• **RECORD EXCERPTS**
◆ ◆ ◆
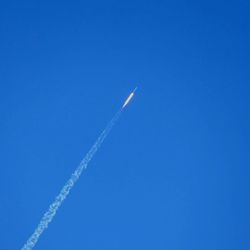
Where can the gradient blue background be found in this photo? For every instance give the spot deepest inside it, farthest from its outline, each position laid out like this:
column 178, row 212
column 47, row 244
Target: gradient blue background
column 174, row 172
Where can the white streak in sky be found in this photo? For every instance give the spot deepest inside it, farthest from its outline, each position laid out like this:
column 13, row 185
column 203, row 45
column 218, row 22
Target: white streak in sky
column 51, row 212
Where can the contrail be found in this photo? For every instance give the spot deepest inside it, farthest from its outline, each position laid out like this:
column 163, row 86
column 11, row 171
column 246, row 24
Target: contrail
column 51, row 212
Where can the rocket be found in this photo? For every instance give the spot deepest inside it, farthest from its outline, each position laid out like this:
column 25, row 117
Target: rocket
column 129, row 98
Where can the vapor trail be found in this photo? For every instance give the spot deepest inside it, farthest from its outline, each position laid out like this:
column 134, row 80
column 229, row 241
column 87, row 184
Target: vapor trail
column 51, row 212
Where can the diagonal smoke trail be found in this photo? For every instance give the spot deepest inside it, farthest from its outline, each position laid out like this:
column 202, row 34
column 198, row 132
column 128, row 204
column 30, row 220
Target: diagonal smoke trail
column 51, row 212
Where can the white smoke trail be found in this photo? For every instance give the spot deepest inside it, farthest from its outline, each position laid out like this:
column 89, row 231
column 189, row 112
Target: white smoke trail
column 51, row 212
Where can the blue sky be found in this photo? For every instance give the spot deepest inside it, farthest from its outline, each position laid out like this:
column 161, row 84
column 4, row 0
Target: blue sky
column 174, row 172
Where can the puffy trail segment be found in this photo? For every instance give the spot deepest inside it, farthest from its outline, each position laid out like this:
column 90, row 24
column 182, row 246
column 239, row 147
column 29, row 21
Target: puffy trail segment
column 51, row 212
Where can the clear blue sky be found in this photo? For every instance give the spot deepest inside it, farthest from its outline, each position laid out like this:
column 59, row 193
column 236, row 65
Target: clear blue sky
column 174, row 172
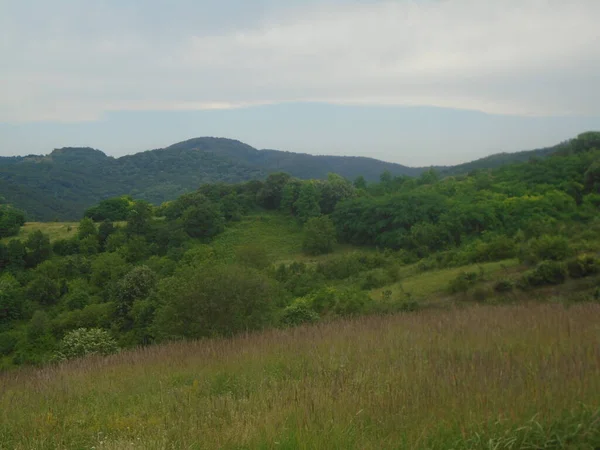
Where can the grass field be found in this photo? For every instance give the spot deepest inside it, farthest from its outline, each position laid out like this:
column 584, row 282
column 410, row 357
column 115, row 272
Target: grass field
column 482, row 377
column 56, row 230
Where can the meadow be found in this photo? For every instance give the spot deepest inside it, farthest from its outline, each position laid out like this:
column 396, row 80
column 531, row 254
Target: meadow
column 482, row 377
column 54, row 230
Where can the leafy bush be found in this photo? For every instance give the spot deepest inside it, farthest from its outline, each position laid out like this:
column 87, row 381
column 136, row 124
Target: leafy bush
column 297, row 313
column 376, row 278
column 503, row 286
column 546, row 273
column 583, row 266
column 319, row 236
column 8, row 342
column 343, row 302
column 254, row 256
column 84, row 342
column 214, row 300
column 546, row 247
column 346, row 265
column 462, row 282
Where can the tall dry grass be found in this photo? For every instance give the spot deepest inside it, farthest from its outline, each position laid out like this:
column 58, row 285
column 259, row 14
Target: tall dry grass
column 465, row 378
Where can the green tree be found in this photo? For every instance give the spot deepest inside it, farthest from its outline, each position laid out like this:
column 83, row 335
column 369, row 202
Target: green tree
column 86, row 342
column 86, row 228
column 11, row 299
column 307, row 205
column 105, row 229
column 270, row 195
column 319, row 236
column 334, row 190
column 203, row 220
column 289, row 196
column 137, row 284
column 139, row 218
column 360, row 183
column 38, row 247
column 214, row 300
column 11, row 220
column 43, row 290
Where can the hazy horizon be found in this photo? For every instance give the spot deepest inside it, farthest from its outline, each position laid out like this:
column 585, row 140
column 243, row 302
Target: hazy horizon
column 417, row 82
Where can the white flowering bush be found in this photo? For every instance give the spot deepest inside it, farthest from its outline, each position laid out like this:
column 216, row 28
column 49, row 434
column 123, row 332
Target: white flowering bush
column 86, row 341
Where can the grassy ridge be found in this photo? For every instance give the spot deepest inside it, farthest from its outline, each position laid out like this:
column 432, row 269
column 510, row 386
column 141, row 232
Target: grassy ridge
column 464, row 378
column 55, row 230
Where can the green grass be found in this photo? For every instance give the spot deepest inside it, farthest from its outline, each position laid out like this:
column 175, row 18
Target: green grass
column 279, row 234
column 55, row 230
column 423, row 285
column 483, row 377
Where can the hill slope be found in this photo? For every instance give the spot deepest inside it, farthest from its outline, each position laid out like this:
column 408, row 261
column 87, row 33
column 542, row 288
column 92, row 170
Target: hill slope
column 61, row 185
column 64, row 183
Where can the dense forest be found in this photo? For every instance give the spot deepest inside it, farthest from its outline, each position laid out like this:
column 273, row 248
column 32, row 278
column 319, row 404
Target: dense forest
column 136, row 274
column 61, row 185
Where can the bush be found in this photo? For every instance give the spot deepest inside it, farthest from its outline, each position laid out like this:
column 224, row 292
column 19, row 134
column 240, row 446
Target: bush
column 84, row 342
column 344, row 266
column 546, row 273
column 462, row 282
column 254, row 256
column 375, row 279
column 214, row 300
column 8, row 342
column 319, row 236
column 503, row 286
column 583, row 266
column 343, row 302
column 297, row 313
column 546, row 248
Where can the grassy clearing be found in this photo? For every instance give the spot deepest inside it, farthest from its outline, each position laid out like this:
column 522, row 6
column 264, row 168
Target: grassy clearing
column 55, row 230
column 278, row 234
column 421, row 285
column 483, row 377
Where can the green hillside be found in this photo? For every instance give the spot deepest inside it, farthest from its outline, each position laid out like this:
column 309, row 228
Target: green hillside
column 61, row 185
column 414, row 312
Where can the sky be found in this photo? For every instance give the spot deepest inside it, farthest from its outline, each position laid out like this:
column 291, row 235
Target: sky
column 418, row 82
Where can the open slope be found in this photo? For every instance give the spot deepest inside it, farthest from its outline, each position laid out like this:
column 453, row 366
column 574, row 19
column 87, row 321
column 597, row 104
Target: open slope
column 61, row 185
column 476, row 378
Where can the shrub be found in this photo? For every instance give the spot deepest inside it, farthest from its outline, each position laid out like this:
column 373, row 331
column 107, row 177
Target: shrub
column 84, row 341
column 319, row 236
column 297, row 313
column 375, row 279
column 254, row 256
column 546, row 273
column 462, row 282
column 546, row 247
column 8, row 342
column 480, row 293
column 582, row 266
column 503, row 286
column 214, row 300
column 343, row 302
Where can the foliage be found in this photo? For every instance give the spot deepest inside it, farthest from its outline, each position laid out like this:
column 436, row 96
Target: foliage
column 546, row 273
column 319, row 236
column 11, row 221
column 85, row 342
column 298, row 313
column 214, row 300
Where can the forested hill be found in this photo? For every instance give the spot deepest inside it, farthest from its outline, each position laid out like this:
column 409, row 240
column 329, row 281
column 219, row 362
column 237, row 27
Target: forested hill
column 61, row 185
column 64, row 183
column 502, row 159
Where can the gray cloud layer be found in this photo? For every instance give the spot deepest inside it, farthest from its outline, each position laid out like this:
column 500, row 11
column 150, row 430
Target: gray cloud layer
column 70, row 60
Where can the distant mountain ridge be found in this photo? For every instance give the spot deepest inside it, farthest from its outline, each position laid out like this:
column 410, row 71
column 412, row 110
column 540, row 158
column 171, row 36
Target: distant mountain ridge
column 61, row 185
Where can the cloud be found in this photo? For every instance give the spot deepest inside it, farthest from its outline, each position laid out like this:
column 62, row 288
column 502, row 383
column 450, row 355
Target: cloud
column 73, row 61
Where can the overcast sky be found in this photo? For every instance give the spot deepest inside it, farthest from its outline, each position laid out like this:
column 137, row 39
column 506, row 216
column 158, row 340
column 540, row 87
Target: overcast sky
column 417, row 82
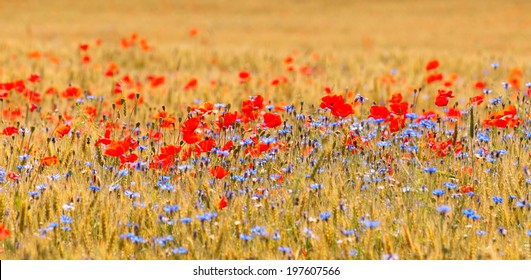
◆ ◆ ◆
• **EXERCISE INSTRUCTIONS**
Repeat the records in full, precisely, and keep the pictures out.

• **RESULT FOR THIS EXERCISE**
Where can the gradient blue background be found in this photo? For every instance give the spot deepest inside it, farthest from its outline, each position laid out like this:
column 178, row 212
column 47, row 244
Target: gradient blue background
column 174, row 172
Where can the white streak in sky be found in this photo? For every instance give the spot deepest inside it, farthest from its outline, each position laid out like this:
column 13, row 185
column 203, row 45
column 218, row 22
Target: white streak in sky
column 51, row 212
Where can the contrail be found in this photo? For every instance give the spot deepest inside it, farthest from its outline, each position laid out like this:
column 163, row 86
column 11, row 171
column 246, row 24
Target: contrail
column 51, row 212
Where can the rocket be found in this photo? For every instance give the spot deepest inside it, farthest from its outline, each position laid out like this:
column 25, row 117
Target: rocket
column 129, row 98
Where can the vapor trail be found in this photo? For every instance give the spot deepest inside it, farthest from its outline, each position laid out like this:
column 134, row 80
column 229, row 241
column 87, row 184
Target: vapor trail
column 51, row 212
Where can the diagonal smoke trail be found in this photo? For every instance give the spot deepest inside it, farthest from its outline, each position laid out like this:
column 202, row 34
column 198, row 132
column 128, row 204
column 30, row 220
Target: diagonal smoke trail
column 51, row 212
Where can the white smoke trail be found in this photo? For every instance give the spot deepest inside it, farthest from its outline, each position laid out like this:
column 89, row 231
column 189, row 112
Target: white smoke trail
column 51, row 212
Where can the blue sky be found in this photo? For every instance give the spot deepest inside it, farthest from its outline, each position laid out like this:
column 161, row 84
column 4, row 0
Target: blue sky
column 174, row 172
Where can the puffy trail segment be found in this photo? For every instance give the spot deepest inside it, farthest from its outline, each position laid out like this:
column 90, row 24
column 182, row 246
column 239, row 147
column 29, row 21
Target: puffy trail segment
column 51, row 212
Where can the clear blue sky be found in this photo? For every instance give the spot deepest inside it, farthest from its outline, each position laid out like this:
column 59, row 193
column 236, row 65
Target: clear blue sky
column 174, row 172
Where can the grass field be found in this photo? For every instance give the spot deepest inside it, farthest from its outline, each position laid out like this:
column 584, row 282
column 410, row 357
column 115, row 272
Target: grass field
column 482, row 377
column 56, row 230
Where can the meadow be found in this photo? For every instance give the spot deepest inside it, farthest from its outline, each position laid out like this:
column 396, row 80
column 531, row 254
Target: meadow
column 482, row 377
column 54, row 230
Where can the leafy bush be found in this photo? For every instance give the spot deepest inside it, farthest from its outline, each position laid out like this:
column 87, row 381
column 136, row 124
Target: leafy bush
column 297, row 313
column 376, row 278
column 503, row 286
column 546, row 273
column 583, row 266
column 319, row 236
column 8, row 342
column 343, row 302
column 254, row 256
column 84, row 342
column 214, row 300
column 546, row 247
column 346, row 265
column 462, row 282
Where can the tall dry grass be found in this photo? For every instance give the spot deepest inside it, farthest from its outline, each position laid out like this:
column 58, row 285
column 259, row 14
Target: tall dry grass
column 465, row 378
Where can the green tree be found in this photo? For every instance give the spot deepest inside it, farthest from its outline, each position laid out like this:
column 83, row 335
column 369, row 202
Target: green tree
column 86, row 342
column 86, row 228
column 11, row 299
column 307, row 205
column 105, row 229
column 270, row 195
column 319, row 236
column 334, row 190
column 203, row 220
column 289, row 196
column 137, row 284
column 139, row 218
column 360, row 183
column 38, row 247
column 214, row 300
column 11, row 220
column 43, row 290
Where can the hazy horizon be found in this photo? For every instance give the spot deepest inside it, farthest from its outline, each position laid out like this:
column 585, row 140
column 243, row 302
Target: hazy horizon
column 417, row 82
Where can the white flowering bush be found in this photo? For every instance give the spot deepest inside it, farthest from its outline, each position laid out like this:
column 216, row 28
column 49, row 434
column 123, row 332
Target: white flowering bush
column 86, row 341
Where can the grassy ridge be found in this photo? For every instance give the spot deepest inside it, farthest from its outline, each position laid out like this:
column 432, row 269
column 510, row 386
column 141, row 232
Target: grassy ridge
column 464, row 378
column 55, row 230
Where can the green grass be found in this photo? For every instance give the spot deepest inside it, farthest from its outline, each position laid out like this:
column 175, row 18
Target: green grass
column 279, row 234
column 55, row 230
column 423, row 285
column 483, row 377
Where can the hill slope be found in this photo? For every instance give the spot deepest inside it, farthest from its outline, each position laid out like this:
column 408, row 261
column 87, row 33
column 542, row 288
column 92, row 170
Target: hill slope
column 61, row 185
column 64, row 183
Where can the dense forest be found in this photo? For every instance give the spot deepest inside it, farthest from its outline, each position laid out like this:
column 273, row 248
column 32, row 278
column 319, row 404
Target: dense forest
column 136, row 274
column 61, row 185
Where can the bush be found in this photo? For every instance give the spot deepest inside it, farthest from its outline, each position laid out like this:
column 224, row 292
column 19, row 134
column 240, row 446
Target: bush
column 84, row 342
column 344, row 266
column 546, row 273
column 462, row 282
column 254, row 256
column 375, row 279
column 214, row 300
column 8, row 342
column 319, row 236
column 503, row 286
column 583, row 266
column 343, row 302
column 297, row 313
column 546, row 248
Where can the grassy clearing be found in this photo? For every instance give the spot deepest inside it, farthest from its outline, each position laid out like this:
column 522, row 6
column 264, row 168
Target: grassy clearing
column 55, row 230
column 278, row 234
column 421, row 285
column 483, row 377
Where can the green hillside be found in this photo? For every instance give the spot deepest inside it, farthest from its outline, each position laid out like this:
column 309, row 228
Target: green hillside
column 61, row 185
column 414, row 312
Where can the sky be found in this photo? For every instance give the spot deepest inside it, farthest from its outline, each position laid out like this:
column 291, row 235
Target: sky
column 418, row 82
Where can the open slope be found in this photo? For every instance give the spot deepest inside it, farthest from its outline, each position laid out like this:
column 453, row 366
column 574, row 19
column 87, row 321
column 597, row 104
Target: open slope
column 61, row 185
column 476, row 378
Where can the shrub be found in this photo? For every instance give the spot deepest inside it, farthest from its outline, each position laid out like this:
column 373, row 331
column 107, row 177
Target: shrub
column 84, row 341
column 319, row 236
column 297, row 313
column 375, row 279
column 254, row 256
column 546, row 273
column 462, row 282
column 546, row 247
column 8, row 342
column 480, row 293
column 582, row 266
column 503, row 286
column 214, row 300
column 343, row 302
Where can the foliage be found in this photo? For every instance give the spot deepest inside it, farthest from its outline, each position laid out like this:
column 436, row 96
Target: foliage
column 546, row 273
column 319, row 236
column 11, row 221
column 85, row 342
column 298, row 313
column 214, row 300
Where can the forested hill be found in this photo? For every instance give the spot deepest inside it, farthest from its outline, each position laid out like this:
column 409, row 240
column 329, row 281
column 219, row 362
column 237, row 27
Target: forested hill
column 61, row 185
column 64, row 183
column 502, row 159
Where can the gray cloud layer be found in this photo? For every instance give the spot deepest inside it, farthest from its outline, each position laid out like this:
column 500, row 11
column 150, row 430
Target: gray cloud layer
column 70, row 60
Where can the distant mountain ridge be found in this photo? For every instance give the spot deepest inside it, farthest from its outline, each position laid out like this:
column 410, row 71
column 412, row 110
column 540, row 158
column 171, row 36
Target: distant mountain ridge
column 61, row 185
Where can the cloud be found in this photo? For every instance give the spot deepest inside it, farthest from its outline, each position laid out like this:
column 62, row 288
column 502, row 383
column 450, row 355
Target: cloud
column 73, row 61
Where can the overcast sky be found in this photo? For every instance give the spot deepest inside it, farthest from its outline, each position laid out like this:
column 137, row 39
column 506, row 216
column 158, row 340
column 540, row 87
Target: overcast sky
column 417, row 82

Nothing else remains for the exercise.